### WORK REQUEST
Using the entries below, copy out all lines where "produce" is found.

'''

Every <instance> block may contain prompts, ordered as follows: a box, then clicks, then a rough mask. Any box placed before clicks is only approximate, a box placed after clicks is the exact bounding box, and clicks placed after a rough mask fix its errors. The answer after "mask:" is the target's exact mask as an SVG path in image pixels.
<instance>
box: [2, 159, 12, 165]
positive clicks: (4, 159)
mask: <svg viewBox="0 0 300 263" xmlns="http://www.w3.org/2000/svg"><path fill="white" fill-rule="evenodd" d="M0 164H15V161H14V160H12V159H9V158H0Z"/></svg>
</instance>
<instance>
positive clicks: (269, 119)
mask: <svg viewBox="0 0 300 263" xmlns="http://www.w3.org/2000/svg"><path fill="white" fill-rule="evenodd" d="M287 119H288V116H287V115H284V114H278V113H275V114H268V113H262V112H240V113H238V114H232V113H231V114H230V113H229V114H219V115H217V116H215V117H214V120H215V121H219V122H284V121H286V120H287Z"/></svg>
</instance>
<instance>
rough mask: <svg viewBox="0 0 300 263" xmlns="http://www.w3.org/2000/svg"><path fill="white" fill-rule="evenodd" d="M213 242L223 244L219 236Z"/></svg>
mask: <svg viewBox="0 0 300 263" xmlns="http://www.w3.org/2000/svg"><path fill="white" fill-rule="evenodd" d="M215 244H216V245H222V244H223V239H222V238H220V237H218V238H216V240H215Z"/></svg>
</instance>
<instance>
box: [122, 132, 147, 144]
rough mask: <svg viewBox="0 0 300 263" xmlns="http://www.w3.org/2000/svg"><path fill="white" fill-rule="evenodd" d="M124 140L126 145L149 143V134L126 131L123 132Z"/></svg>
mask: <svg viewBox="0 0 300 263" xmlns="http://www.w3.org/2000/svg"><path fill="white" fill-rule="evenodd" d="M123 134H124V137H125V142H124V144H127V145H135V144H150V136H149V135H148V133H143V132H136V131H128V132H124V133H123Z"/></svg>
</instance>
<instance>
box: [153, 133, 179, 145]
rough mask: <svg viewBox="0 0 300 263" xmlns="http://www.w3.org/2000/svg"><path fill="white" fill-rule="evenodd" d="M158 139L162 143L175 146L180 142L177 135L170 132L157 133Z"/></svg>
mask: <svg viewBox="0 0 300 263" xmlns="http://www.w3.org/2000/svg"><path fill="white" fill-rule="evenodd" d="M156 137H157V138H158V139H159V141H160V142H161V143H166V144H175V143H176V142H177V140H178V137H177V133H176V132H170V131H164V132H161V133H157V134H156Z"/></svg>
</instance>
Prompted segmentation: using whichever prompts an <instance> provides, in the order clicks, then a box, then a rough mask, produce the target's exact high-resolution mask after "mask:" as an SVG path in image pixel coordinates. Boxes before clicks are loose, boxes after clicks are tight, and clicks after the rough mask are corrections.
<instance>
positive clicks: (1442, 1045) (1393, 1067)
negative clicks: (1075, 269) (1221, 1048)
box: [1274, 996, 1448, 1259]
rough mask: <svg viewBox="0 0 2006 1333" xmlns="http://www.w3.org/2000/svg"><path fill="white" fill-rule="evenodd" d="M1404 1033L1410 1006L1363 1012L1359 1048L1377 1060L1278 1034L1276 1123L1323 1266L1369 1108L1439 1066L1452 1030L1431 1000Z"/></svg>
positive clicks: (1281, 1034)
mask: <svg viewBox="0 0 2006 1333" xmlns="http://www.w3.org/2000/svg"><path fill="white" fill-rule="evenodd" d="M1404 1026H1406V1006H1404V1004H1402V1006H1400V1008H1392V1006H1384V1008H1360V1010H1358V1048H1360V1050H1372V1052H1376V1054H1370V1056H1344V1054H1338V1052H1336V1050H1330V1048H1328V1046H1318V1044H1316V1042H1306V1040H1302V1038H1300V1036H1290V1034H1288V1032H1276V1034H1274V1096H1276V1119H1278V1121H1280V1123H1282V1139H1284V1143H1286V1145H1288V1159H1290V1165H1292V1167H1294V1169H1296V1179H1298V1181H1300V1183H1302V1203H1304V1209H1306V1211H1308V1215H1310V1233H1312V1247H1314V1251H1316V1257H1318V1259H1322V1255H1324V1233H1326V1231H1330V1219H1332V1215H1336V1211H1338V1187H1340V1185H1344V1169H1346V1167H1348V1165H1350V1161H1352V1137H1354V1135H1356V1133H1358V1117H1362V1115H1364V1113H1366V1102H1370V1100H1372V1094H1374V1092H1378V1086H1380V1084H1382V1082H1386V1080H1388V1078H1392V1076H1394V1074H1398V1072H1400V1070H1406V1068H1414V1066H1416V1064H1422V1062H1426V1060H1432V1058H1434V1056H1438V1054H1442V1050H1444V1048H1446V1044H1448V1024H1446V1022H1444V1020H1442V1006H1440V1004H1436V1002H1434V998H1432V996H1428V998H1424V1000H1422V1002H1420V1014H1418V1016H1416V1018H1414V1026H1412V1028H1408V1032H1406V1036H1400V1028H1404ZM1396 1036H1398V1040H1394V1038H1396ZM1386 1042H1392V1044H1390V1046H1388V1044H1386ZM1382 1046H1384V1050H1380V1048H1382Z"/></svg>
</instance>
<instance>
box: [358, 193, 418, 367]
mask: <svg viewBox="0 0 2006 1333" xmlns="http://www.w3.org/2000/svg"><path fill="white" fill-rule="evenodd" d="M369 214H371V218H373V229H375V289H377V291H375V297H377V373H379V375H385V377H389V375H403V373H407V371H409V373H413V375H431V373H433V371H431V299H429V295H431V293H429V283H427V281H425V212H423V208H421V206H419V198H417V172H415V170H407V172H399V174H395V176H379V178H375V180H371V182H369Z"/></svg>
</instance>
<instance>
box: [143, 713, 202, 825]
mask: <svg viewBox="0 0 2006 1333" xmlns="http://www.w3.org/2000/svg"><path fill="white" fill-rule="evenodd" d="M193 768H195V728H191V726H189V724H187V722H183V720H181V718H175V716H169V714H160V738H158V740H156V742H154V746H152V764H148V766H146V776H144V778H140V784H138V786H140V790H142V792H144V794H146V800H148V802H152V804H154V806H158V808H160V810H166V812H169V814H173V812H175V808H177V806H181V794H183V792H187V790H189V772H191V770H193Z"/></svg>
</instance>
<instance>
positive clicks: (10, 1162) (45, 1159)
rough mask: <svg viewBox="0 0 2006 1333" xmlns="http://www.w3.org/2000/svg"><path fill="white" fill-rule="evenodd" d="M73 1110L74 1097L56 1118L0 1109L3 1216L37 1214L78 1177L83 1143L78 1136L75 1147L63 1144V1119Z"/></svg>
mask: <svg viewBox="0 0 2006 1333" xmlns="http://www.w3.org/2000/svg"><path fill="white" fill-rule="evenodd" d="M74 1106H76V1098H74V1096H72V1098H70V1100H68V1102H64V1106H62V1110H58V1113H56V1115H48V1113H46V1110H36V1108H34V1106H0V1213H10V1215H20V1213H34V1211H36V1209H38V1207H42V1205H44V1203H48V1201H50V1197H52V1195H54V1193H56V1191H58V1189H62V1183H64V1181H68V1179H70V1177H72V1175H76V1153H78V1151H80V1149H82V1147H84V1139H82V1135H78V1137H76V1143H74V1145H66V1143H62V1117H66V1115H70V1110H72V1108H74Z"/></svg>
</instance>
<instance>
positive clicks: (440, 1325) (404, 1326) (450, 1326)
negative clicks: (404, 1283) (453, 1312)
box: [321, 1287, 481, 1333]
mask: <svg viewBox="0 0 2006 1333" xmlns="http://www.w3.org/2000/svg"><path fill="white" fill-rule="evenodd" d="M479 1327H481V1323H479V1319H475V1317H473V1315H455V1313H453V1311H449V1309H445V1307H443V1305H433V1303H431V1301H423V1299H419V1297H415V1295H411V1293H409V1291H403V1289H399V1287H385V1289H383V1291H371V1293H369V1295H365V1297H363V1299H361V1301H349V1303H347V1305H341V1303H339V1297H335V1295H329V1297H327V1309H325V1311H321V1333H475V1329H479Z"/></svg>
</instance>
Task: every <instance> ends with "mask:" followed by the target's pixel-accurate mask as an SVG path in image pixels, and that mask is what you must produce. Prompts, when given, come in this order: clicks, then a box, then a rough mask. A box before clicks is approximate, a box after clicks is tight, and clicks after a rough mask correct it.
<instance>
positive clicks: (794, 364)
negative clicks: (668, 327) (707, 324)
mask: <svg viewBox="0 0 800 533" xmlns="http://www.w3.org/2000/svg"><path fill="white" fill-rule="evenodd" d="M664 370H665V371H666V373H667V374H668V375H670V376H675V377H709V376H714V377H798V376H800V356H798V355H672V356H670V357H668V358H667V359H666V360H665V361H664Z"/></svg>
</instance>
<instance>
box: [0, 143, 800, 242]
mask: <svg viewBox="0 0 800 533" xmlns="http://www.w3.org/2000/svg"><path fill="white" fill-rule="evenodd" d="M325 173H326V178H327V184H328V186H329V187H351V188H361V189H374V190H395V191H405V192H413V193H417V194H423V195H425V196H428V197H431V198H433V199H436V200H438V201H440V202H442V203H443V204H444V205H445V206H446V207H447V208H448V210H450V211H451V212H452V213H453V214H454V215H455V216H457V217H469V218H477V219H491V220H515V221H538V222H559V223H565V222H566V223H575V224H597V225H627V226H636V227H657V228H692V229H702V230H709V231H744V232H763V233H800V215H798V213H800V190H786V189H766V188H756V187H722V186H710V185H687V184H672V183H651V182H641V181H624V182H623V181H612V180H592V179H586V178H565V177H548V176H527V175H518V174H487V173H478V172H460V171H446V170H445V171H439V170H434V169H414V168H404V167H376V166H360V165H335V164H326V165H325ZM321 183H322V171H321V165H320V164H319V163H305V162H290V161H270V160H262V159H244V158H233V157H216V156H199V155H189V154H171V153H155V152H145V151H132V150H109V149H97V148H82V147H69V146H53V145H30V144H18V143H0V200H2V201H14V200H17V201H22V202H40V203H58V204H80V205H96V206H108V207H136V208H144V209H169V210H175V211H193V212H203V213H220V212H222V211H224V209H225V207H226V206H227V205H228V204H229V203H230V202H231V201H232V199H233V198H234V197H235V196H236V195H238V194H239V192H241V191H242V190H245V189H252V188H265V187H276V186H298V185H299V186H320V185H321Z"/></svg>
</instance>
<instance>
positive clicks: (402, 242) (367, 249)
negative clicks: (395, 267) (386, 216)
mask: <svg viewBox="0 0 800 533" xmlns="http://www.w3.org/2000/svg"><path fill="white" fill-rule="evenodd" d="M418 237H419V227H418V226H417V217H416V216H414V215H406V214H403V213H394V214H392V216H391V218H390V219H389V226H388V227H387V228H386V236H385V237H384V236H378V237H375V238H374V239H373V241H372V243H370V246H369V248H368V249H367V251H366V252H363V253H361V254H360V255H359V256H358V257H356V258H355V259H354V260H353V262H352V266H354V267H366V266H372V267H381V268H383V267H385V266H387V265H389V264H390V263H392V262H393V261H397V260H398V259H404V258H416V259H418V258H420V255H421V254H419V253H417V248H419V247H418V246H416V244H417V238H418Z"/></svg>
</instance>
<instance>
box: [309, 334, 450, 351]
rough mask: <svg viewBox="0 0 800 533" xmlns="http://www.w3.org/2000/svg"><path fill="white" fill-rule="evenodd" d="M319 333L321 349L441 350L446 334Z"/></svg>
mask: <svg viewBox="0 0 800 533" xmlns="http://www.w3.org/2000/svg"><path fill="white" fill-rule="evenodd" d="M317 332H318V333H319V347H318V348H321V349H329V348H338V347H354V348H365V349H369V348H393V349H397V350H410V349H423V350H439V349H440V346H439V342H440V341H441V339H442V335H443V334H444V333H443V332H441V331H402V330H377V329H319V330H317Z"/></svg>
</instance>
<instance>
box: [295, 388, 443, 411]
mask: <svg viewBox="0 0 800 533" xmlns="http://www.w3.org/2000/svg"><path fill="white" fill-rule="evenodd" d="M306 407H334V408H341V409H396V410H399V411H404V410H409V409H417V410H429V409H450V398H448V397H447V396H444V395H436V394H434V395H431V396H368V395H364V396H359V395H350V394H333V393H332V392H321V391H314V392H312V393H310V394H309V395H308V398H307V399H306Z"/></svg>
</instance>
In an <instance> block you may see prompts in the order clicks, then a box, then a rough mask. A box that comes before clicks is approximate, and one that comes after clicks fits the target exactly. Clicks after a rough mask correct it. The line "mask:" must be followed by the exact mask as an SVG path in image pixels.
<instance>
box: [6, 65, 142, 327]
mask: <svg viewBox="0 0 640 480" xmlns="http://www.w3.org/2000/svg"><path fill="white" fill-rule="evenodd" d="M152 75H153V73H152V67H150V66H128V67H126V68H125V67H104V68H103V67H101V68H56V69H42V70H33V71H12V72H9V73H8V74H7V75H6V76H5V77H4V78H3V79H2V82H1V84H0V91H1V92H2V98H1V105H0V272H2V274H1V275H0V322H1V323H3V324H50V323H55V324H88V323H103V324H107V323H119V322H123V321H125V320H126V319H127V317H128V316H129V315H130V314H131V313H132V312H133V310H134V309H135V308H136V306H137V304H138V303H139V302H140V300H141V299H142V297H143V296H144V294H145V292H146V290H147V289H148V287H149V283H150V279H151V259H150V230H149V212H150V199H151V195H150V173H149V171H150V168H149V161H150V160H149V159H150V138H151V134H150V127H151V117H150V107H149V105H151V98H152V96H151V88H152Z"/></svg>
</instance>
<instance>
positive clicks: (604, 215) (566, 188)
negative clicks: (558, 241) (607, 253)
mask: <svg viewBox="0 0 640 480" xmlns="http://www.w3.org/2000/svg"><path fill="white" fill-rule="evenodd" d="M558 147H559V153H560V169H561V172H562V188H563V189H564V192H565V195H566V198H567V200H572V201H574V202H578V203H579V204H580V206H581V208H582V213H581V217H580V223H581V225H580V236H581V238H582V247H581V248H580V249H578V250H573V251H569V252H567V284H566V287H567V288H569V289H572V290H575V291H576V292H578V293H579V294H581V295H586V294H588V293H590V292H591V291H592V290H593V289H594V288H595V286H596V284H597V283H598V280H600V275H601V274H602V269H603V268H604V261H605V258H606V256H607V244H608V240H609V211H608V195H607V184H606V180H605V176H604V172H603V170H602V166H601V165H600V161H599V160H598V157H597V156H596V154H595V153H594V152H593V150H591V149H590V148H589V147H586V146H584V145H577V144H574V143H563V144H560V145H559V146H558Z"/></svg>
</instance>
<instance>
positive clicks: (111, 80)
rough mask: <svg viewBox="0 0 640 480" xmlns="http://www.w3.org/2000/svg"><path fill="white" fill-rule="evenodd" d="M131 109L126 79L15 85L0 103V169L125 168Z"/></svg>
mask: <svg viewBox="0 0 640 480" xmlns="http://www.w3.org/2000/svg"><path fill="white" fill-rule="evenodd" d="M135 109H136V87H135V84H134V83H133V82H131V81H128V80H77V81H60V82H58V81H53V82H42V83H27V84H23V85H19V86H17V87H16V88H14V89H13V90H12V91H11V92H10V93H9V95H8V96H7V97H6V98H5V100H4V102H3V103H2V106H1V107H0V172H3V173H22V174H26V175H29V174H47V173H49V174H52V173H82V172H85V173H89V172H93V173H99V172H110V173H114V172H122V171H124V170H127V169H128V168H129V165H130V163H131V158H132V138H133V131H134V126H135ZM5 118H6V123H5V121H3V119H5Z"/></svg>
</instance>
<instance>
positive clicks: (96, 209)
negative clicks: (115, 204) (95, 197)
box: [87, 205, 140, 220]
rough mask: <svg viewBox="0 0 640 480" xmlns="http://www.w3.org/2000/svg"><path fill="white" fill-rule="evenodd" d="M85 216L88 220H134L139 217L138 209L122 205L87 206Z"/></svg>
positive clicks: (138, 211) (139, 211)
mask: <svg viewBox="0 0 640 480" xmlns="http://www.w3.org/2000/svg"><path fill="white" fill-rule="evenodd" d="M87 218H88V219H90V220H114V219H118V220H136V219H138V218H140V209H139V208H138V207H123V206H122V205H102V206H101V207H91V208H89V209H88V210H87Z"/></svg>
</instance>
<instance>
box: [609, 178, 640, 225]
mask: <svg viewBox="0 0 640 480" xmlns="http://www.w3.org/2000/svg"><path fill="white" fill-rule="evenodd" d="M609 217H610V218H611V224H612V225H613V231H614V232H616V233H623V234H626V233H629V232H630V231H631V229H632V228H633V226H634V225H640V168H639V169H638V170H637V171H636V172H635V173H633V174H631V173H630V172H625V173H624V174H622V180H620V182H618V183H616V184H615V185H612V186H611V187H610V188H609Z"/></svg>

'''

### YOUR RESPONSE
Prompted segmentation: using whichever prompts an <instance> provides, in the order clicks, then a box, then a rough mask, produce the target's exact high-resolution mask after "mask:" as an SVG path in image pixel coordinates. Boxes before clicks are loose, boxes after clicks are tight, and clicks after the rough mask are corrections.
Task: every <instance> ends with "mask:" followed by the target's pixel-accurate mask as an SVG path in image pixels, and that mask is what you must produce. Prompts, when given, come in this order: clicks, then a box, then a rough mask. A box before clicks is approximate, a box after clicks is tight, and clicks after a rough mask correct it.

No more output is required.